▸ **Information shown**
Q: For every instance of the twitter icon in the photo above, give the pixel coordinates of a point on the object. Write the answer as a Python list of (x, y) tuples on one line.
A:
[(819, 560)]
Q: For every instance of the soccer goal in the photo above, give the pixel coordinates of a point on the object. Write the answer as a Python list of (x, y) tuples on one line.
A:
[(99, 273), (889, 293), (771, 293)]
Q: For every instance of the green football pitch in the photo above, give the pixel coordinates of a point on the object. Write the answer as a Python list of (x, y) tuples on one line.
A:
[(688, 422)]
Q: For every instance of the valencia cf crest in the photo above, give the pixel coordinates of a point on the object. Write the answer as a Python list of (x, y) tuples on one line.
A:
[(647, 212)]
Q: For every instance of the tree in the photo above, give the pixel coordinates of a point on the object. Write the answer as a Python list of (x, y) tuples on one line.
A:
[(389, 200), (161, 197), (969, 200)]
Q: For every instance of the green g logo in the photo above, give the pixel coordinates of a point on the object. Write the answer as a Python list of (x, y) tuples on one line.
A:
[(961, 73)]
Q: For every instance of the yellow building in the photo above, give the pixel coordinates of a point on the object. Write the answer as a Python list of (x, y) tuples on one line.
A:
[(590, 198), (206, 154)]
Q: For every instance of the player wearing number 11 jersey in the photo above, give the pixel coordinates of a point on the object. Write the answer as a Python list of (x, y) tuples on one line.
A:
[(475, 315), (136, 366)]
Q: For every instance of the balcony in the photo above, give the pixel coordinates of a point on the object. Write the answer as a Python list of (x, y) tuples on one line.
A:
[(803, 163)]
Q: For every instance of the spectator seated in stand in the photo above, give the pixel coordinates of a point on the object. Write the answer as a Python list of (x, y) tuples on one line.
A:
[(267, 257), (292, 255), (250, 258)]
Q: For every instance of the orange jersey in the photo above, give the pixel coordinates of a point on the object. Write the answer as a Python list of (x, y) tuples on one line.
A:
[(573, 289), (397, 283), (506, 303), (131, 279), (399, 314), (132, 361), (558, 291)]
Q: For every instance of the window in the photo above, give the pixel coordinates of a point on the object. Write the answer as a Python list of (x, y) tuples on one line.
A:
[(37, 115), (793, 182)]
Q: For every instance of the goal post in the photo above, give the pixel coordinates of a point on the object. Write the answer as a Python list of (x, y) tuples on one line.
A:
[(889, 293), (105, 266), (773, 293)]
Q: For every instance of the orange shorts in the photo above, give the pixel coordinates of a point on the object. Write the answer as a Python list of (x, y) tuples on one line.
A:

▸ **Exercise description**
Tally every line above that has the word "green", and report the total with no other words.

▸ **Solution to this task**
2